[Extracted data]

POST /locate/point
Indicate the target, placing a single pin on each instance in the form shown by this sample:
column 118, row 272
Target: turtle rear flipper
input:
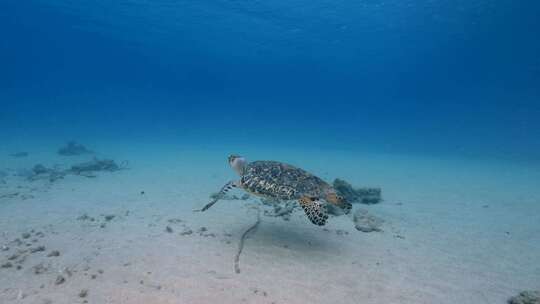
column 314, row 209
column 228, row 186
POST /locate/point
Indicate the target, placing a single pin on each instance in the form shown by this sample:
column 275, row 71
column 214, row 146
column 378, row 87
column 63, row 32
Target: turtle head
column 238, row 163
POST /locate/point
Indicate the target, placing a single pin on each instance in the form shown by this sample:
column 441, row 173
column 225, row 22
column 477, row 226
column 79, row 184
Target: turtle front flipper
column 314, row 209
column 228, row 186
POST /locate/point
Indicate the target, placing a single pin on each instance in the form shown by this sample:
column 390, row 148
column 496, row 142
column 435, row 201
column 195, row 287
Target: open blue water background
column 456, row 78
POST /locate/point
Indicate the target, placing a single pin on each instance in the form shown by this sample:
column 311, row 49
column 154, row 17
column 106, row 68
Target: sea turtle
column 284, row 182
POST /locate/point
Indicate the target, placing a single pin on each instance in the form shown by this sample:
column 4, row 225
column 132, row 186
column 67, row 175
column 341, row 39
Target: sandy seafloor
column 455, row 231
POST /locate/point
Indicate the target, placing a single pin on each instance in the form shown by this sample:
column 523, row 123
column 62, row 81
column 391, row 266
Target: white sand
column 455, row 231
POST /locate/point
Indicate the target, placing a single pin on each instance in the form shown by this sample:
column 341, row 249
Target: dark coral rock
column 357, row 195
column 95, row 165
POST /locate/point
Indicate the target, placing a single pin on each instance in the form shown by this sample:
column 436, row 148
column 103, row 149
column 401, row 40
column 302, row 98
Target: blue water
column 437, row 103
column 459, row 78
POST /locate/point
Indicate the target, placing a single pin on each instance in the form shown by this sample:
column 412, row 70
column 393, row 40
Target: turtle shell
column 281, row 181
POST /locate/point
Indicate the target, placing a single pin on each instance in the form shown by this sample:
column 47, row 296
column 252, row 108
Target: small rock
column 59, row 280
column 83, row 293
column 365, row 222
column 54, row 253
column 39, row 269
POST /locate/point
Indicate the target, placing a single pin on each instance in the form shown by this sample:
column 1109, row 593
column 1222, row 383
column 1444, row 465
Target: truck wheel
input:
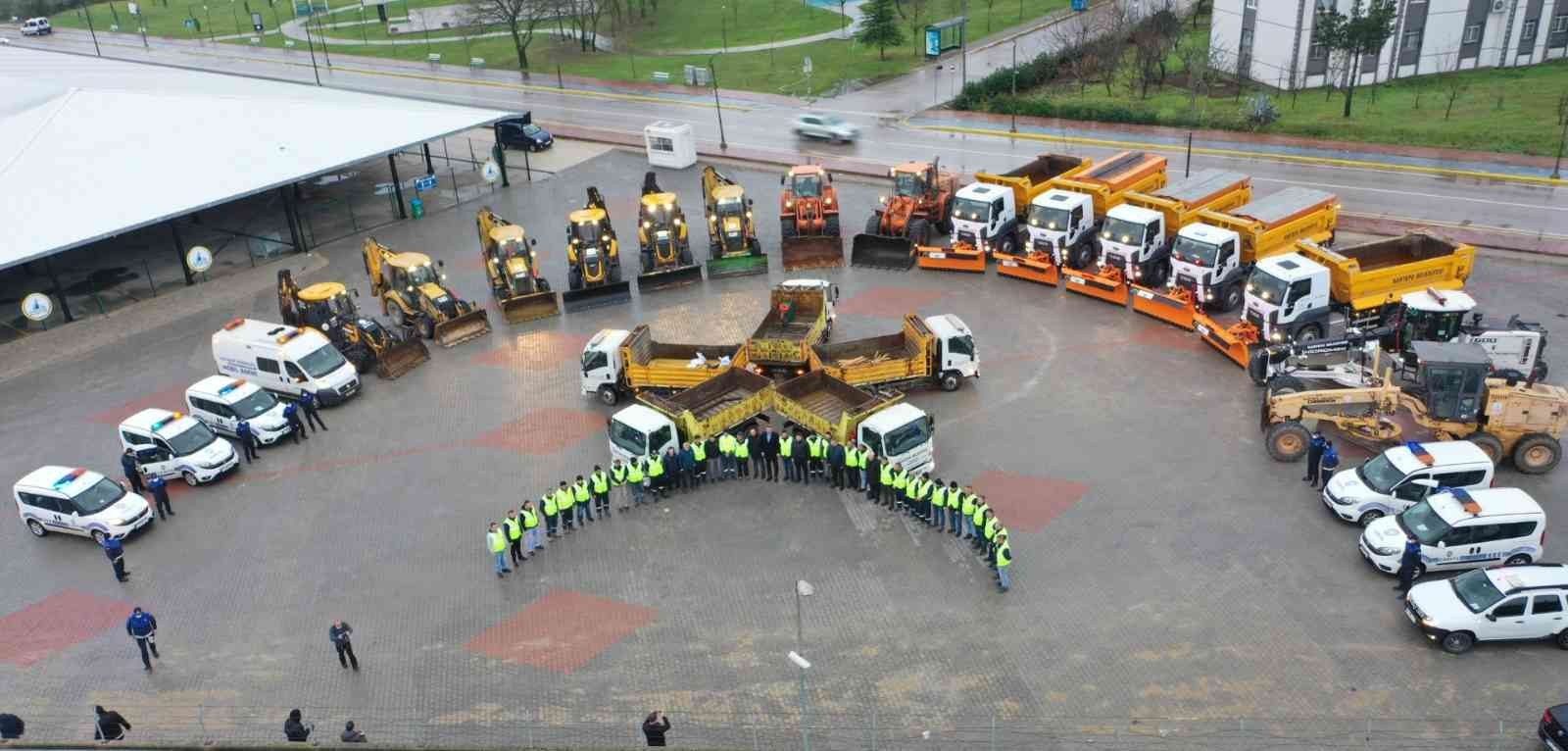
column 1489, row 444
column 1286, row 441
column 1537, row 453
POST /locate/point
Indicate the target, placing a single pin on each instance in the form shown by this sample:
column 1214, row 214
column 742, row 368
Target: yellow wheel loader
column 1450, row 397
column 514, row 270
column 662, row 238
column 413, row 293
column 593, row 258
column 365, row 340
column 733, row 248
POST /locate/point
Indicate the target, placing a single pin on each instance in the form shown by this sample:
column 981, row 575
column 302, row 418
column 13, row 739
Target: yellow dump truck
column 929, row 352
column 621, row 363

[/Extracted data]
[Extracted data]

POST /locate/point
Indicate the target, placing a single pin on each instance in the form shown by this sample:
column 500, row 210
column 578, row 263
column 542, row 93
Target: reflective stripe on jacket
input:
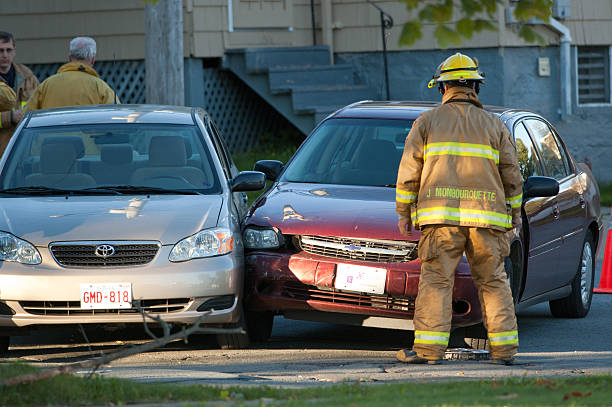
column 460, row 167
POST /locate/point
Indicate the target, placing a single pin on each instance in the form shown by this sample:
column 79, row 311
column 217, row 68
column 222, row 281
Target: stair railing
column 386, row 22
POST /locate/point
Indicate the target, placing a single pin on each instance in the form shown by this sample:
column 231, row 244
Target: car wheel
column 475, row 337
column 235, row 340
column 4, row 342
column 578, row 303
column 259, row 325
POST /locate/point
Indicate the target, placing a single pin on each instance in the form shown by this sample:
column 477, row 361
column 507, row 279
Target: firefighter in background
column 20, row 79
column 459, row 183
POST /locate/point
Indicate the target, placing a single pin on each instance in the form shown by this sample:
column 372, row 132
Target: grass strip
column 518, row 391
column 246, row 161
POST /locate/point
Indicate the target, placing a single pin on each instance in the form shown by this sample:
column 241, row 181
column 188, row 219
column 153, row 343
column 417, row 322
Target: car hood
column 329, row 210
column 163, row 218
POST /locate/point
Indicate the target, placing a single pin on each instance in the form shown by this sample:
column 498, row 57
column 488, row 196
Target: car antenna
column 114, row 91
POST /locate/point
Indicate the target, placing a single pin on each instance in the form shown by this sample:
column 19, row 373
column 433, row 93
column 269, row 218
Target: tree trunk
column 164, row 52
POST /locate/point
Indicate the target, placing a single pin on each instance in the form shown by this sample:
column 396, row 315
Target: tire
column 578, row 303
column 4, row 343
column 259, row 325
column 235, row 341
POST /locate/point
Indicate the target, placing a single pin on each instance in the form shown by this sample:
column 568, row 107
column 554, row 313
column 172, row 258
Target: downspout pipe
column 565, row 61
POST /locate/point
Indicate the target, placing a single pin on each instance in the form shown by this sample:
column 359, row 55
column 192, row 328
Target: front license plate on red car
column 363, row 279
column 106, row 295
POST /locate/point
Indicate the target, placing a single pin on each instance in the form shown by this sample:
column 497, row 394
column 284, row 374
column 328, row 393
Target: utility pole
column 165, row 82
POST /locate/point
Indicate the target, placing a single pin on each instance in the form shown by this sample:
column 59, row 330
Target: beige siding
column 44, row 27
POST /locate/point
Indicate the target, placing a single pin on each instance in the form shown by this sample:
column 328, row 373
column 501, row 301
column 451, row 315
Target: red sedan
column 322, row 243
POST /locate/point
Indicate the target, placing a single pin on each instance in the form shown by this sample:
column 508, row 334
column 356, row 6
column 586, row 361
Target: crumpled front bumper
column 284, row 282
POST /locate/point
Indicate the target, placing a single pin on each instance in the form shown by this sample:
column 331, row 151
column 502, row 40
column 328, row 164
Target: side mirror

[/Extracted data]
[Extracted data]

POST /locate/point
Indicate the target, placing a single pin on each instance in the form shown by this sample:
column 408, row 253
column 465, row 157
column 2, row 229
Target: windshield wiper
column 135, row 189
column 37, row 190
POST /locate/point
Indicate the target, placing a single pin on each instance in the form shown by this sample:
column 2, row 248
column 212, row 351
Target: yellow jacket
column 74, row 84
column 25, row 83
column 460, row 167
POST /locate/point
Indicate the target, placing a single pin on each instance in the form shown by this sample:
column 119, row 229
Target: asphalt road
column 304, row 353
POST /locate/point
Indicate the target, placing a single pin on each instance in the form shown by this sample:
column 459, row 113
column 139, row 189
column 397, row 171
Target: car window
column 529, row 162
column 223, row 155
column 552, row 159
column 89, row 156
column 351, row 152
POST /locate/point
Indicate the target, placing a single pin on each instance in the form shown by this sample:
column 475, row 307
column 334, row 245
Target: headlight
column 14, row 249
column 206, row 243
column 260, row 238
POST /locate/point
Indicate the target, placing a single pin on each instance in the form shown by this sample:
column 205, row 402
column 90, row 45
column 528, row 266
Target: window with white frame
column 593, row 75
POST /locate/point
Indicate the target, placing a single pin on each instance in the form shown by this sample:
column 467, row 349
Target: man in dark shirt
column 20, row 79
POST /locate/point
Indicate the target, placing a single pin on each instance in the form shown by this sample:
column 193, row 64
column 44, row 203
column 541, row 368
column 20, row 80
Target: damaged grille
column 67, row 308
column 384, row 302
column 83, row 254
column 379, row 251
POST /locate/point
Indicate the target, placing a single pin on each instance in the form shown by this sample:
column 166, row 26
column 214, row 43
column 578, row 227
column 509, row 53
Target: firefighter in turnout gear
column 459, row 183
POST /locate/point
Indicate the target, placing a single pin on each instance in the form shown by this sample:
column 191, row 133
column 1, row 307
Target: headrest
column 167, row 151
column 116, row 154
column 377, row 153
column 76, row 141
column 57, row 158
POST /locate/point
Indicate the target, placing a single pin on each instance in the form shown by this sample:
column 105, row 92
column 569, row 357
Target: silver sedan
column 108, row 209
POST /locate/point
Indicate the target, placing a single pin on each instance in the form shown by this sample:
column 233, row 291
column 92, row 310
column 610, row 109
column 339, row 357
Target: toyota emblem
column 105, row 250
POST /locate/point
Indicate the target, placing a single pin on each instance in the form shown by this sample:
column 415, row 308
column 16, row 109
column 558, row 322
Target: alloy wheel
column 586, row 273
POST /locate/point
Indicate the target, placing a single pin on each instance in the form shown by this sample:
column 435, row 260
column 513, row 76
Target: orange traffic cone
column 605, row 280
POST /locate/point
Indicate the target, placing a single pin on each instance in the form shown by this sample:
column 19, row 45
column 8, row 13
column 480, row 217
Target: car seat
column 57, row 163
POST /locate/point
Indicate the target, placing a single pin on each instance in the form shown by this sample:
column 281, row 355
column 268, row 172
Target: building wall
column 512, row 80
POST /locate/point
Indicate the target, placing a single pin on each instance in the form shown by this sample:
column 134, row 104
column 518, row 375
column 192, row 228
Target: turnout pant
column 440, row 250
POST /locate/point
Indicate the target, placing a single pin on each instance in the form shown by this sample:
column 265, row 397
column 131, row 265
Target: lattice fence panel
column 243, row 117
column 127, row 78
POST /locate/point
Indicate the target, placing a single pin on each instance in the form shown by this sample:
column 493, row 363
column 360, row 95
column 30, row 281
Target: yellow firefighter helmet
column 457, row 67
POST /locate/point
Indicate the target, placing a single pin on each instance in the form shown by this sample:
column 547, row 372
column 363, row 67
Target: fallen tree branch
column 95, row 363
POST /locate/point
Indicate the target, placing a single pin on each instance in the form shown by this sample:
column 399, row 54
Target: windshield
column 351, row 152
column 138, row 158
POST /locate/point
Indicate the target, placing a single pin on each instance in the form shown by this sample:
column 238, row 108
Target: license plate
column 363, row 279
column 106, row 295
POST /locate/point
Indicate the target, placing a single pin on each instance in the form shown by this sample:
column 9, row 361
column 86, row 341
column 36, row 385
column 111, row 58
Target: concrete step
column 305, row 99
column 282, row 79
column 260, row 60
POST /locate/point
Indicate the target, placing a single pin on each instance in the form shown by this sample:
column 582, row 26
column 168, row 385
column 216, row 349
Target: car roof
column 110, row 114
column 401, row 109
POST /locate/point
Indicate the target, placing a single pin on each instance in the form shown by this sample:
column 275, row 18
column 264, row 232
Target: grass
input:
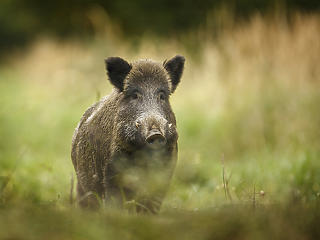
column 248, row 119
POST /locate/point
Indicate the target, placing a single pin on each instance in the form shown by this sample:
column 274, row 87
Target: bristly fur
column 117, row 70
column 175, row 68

[/Extracted data]

What needs to be done
Using the entries above, repeat only the lines from the one containing "Target: car hood" through the one containing "column 433, row 93", end lines included.

Final answer
Target: car hood
column 329, row 210
column 163, row 218
POST /locate/point
Indicate the target, placing a single pin on each instance in the form shown by this sample:
column 498, row 57
column 488, row 196
Target: car antenna
column 114, row 91
POST /locate/point
Indicate the target, placing a single pin on each instance in the form shown by this sample:
column 19, row 373
column 433, row 93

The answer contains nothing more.